# GOAL:
Swap "paved road" for "gravel road" in the data from the line with "distant mountain --all-instances" to the line with "M 133 84 L 133", leaving everything else the same. Give back only those lines.

━━━━━━━━━━━━━━━━━━━━

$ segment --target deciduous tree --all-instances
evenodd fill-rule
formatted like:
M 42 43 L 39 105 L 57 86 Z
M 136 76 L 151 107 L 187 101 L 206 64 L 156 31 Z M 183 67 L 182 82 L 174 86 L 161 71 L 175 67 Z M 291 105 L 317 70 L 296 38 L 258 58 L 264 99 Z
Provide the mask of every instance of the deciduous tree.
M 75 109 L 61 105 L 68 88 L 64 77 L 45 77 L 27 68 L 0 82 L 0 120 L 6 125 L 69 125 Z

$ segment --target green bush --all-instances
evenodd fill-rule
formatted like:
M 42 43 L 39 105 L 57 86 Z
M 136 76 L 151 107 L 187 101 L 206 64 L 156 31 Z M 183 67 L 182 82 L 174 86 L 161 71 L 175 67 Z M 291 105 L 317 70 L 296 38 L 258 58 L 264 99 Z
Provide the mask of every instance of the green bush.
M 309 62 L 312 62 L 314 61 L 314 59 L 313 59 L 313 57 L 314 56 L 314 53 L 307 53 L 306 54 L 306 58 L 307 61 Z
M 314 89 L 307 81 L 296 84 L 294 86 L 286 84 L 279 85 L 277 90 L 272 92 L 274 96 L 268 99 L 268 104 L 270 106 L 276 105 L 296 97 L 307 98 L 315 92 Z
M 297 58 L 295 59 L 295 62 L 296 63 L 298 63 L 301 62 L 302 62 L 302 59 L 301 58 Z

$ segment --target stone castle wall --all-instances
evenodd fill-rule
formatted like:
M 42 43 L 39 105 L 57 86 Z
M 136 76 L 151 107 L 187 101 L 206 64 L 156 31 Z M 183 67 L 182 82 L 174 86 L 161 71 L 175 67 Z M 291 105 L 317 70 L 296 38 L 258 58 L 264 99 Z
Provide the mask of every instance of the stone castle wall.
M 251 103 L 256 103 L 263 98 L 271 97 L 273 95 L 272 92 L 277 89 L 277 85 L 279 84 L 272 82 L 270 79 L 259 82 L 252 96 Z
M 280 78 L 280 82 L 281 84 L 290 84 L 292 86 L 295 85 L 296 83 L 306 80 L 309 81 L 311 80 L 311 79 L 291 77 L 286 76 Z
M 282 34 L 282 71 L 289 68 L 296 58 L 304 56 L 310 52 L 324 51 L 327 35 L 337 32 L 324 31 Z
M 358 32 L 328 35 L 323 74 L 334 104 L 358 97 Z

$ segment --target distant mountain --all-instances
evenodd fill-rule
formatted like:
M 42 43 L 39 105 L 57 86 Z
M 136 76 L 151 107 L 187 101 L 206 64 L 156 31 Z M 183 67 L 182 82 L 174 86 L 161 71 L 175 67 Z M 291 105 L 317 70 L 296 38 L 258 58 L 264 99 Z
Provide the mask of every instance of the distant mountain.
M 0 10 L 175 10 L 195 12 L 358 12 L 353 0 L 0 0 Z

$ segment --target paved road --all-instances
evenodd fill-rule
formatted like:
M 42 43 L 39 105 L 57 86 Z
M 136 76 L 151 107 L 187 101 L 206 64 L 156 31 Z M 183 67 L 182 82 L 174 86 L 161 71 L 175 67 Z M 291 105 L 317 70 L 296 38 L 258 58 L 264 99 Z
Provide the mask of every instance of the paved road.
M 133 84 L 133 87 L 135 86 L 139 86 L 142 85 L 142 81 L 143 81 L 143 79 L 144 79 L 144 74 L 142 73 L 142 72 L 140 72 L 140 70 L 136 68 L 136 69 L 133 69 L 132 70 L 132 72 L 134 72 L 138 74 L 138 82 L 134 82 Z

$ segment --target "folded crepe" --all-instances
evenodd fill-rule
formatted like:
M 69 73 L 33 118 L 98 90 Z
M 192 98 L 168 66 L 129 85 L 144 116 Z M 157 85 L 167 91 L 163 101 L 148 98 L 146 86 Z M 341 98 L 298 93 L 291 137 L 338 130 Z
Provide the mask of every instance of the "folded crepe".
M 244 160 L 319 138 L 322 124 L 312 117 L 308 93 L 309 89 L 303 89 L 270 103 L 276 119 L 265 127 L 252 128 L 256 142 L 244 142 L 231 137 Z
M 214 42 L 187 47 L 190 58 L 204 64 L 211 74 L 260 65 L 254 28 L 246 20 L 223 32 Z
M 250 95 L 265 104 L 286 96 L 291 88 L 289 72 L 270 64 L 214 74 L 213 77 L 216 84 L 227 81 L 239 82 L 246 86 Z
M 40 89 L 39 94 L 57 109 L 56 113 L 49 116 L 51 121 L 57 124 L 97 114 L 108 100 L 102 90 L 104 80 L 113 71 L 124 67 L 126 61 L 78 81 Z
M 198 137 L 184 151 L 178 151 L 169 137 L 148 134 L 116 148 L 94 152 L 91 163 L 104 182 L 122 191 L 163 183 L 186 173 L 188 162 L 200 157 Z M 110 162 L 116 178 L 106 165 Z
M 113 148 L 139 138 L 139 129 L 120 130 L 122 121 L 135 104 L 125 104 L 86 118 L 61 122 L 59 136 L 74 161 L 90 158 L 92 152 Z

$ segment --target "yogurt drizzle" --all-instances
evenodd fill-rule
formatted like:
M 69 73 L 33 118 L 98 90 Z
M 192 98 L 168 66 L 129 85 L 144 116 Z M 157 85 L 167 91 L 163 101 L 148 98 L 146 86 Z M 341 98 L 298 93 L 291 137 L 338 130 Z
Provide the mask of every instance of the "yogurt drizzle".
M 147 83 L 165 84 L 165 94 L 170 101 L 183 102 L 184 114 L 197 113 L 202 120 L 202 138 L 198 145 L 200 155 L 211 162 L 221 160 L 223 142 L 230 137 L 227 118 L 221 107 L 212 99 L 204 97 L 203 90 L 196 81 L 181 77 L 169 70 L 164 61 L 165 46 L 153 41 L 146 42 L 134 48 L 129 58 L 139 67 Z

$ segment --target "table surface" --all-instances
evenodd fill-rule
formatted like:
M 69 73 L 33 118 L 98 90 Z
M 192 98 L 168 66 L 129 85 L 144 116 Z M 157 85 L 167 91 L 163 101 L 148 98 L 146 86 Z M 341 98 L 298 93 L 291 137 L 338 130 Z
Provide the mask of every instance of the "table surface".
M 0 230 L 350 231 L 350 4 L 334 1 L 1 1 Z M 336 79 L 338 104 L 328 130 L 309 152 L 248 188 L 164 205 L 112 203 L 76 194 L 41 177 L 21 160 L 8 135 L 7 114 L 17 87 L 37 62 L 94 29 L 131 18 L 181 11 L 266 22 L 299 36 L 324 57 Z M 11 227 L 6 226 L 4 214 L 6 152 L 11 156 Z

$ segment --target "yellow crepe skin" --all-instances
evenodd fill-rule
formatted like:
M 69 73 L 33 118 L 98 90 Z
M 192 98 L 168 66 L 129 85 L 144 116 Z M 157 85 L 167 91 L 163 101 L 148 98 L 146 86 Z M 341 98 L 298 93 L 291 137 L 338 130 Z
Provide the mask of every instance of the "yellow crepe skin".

━━━━━━━━━━━━━━━━━━━━

# WRITTEN RESPONSE:
$ segment --target distant mountain --all-instances
evenodd fill-rule
formatted like:
M 42 43 L 39 105 L 57 86 Z
M 136 76 L 151 107 L 187 101 L 206 64 L 156 31 Z M 183 67 L 182 82 L 174 86 L 161 71 L 175 67 Z M 291 105 L 317 70 L 296 38 L 258 58 L 264 99 Z
Provide the mask of every instance of the distant mountain.
M 0 10 L 175 10 L 195 12 L 358 12 L 353 0 L 0 0 Z

$ segment --target gravel road --all-instances
evenodd fill-rule
formatted like:
M 42 43 L 39 105 L 57 86 Z
M 136 76 L 151 107 L 187 101 L 206 64 L 156 31 Z M 183 67 L 182 82 L 174 86 L 161 71 L 175 67 Z M 291 105 L 317 70 L 296 38 L 258 58 L 264 99 Z
Provide the mask of every instance of the gravel road.
M 133 84 L 133 87 L 135 86 L 139 86 L 142 85 L 142 81 L 143 81 L 143 79 L 144 79 L 144 74 L 142 73 L 142 72 L 140 72 L 140 70 L 136 68 L 136 69 L 133 69 L 132 70 L 132 72 L 134 72 L 138 74 L 138 82 L 134 82 Z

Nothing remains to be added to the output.